**WHAT THIS TASK INVOLVES**
Set down the complete data exactly as it appears below.

**INPUT MATERIAL**

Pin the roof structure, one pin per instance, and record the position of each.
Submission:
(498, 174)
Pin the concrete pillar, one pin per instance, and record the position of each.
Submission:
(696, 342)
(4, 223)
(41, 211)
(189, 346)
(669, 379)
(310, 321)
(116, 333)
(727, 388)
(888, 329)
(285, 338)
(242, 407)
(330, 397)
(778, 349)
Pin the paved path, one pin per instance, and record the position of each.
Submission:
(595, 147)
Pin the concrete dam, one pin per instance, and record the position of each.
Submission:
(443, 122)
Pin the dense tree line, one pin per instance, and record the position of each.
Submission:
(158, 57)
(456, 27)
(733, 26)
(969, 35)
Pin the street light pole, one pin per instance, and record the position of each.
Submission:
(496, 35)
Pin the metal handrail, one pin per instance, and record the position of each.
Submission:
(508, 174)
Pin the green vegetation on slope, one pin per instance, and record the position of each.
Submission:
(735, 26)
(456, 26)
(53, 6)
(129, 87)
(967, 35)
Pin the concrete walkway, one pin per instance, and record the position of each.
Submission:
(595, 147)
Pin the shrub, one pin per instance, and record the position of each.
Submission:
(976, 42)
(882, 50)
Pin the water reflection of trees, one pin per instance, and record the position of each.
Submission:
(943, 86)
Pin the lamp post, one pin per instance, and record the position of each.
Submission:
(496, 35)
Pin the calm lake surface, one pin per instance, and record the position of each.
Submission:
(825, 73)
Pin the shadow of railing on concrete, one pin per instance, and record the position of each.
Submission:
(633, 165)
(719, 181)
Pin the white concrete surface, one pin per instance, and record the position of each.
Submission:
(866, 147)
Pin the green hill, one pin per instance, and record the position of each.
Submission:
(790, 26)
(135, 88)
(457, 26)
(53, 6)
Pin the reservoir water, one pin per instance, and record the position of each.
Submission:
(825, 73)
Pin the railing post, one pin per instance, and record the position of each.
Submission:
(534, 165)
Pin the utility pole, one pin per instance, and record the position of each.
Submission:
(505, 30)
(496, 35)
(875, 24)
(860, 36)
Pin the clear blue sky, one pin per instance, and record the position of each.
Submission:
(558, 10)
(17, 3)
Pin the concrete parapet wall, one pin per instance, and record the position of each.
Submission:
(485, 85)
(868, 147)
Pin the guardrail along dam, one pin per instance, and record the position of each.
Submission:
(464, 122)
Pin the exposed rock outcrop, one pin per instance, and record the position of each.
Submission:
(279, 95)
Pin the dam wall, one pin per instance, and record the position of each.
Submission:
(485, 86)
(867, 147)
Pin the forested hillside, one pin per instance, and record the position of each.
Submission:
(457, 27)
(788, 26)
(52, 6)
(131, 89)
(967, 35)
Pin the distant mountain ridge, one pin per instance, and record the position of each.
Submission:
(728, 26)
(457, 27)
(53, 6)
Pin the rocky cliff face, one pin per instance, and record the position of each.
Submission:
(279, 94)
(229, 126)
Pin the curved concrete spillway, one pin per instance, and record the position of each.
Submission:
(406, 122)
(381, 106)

**YOUR RESPONSE**
Pin the roof structure, one pin per instance, and record the position of each.
Submission:
(498, 174)
Pin the concrete pillar, one pin per instance, and record the position of each.
Submission:
(696, 342)
(4, 223)
(41, 211)
(189, 346)
(669, 379)
(310, 321)
(116, 333)
(727, 388)
(888, 329)
(285, 338)
(242, 407)
(330, 397)
(778, 349)
Pin the paved path, one pin per instance, and record the position of each.
Submission:
(595, 147)
Pin the concrete dam, one pin per instance, and record the position of each.
Submission:
(443, 122)
Pin the dense tree line, one pin per instance, and record the position of each.
Submission:
(158, 57)
(456, 27)
(733, 26)
(969, 35)
Pin the street light pole, one pin per instance, and record the position of each.
Submission:
(496, 35)
Pin the metal handrail, one pin per instance, and record the position of each.
Submission:
(508, 174)
Pin the green vegetation on slope, one pin per instance, and record the position of each.
Submission:
(735, 26)
(456, 26)
(53, 6)
(129, 87)
(967, 35)
Pin the concrete walkway, one pin per instance, and record the position of each.
Submission:
(595, 147)
Pin the shrub, one pin per instance, and record the position of each.
Submission:
(976, 42)
(882, 50)
Pin the water reflection of trees, one pin per instance, and record the position of each.
Submission:
(943, 86)
Pin the lamp post, one pin per instance, and record the position of each.
Submission:
(496, 35)
Pin the calm lake surface, one pin per instance, and record the position of each.
Submission:
(825, 73)
Pin the shadow of railing on concrete, one pin per instance, and record the position of each.
Submission:
(633, 165)
(719, 181)
Pin the white concrete surface, one pin per instance, and record the position of each.
Submission:
(866, 147)
Pin the green hill, one pin per instance, and record the position of each.
Submission:
(790, 26)
(135, 88)
(457, 26)
(53, 6)
Pin the reservoir water, one pin per instance, and record the position of each.
Submission:
(825, 73)
Pin the railing post, one pin per instance, and record the position of each.
Submission:
(534, 165)
Pin the utility pole, one pin per instance, and record the position of each.
Submission:
(505, 30)
(496, 35)
(875, 24)
(860, 36)
Pin the clear blue sky, one pin per instance, and record the position of each.
Submission:
(558, 10)
(17, 3)
Pin the concrete parapet wall, one pin per instance, and record the position of each.
Submission:
(485, 85)
(868, 147)
Pin the guardrail along dam, one pin per instance, and record the position of each.
Submission:
(464, 122)
Pin the exposed rock outcrop, one pin per instance, and record the position of each.
Submission:
(279, 95)
Pin the dam wall, one pin per instance, and record the position of each.
Submission:
(485, 86)
(867, 147)
Pin the forested hillside, one pin per instance, and record the position of each.
Submission:
(457, 27)
(788, 26)
(52, 6)
(131, 89)
(967, 35)
Pin the distant mountain ridge, one pin per instance, and record the position of each.
Submission:
(728, 26)
(457, 27)
(53, 6)
Pin the rocky cliff face, one pin per instance, and record the position of each.
Submission:
(279, 94)
(229, 126)
Pin the curved concrete spillway, one pin per instance, and record the position of each.
Submission:
(406, 122)
(381, 106)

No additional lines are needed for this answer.